• **Problem requirements**
Can you quote every one of the entries below word for word, omitting the pictures?

• **Records**
++++++++++

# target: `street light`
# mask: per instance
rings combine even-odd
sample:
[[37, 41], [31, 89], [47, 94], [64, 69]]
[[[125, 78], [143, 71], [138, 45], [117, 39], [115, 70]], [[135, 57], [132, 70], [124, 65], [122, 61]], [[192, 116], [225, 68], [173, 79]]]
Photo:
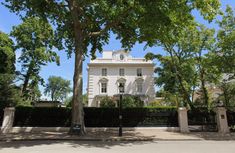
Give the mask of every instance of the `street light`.
[[119, 136], [122, 136], [122, 94], [124, 93], [124, 84], [120, 83], [119, 84], [119, 94], [120, 94], [120, 99], [119, 99]]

++++++++++

• **In response**
# target: `street light`
# mask: per instance
rings combine even-odd
sample:
[[37, 41], [31, 89], [47, 94], [64, 69]]
[[[125, 78], [143, 71], [138, 45], [117, 39], [115, 70]], [[135, 57], [132, 70], [124, 65], [122, 61]], [[192, 116], [225, 68], [173, 79]]]
Photo:
Give the mask of every instance of the `street light`.
[[119, 136], [122, 136], [122, 94], [124, 93], [124, 84], [120, 83], [119, 84], [119, 94], [120, 94], [120, 99], [119, 99]]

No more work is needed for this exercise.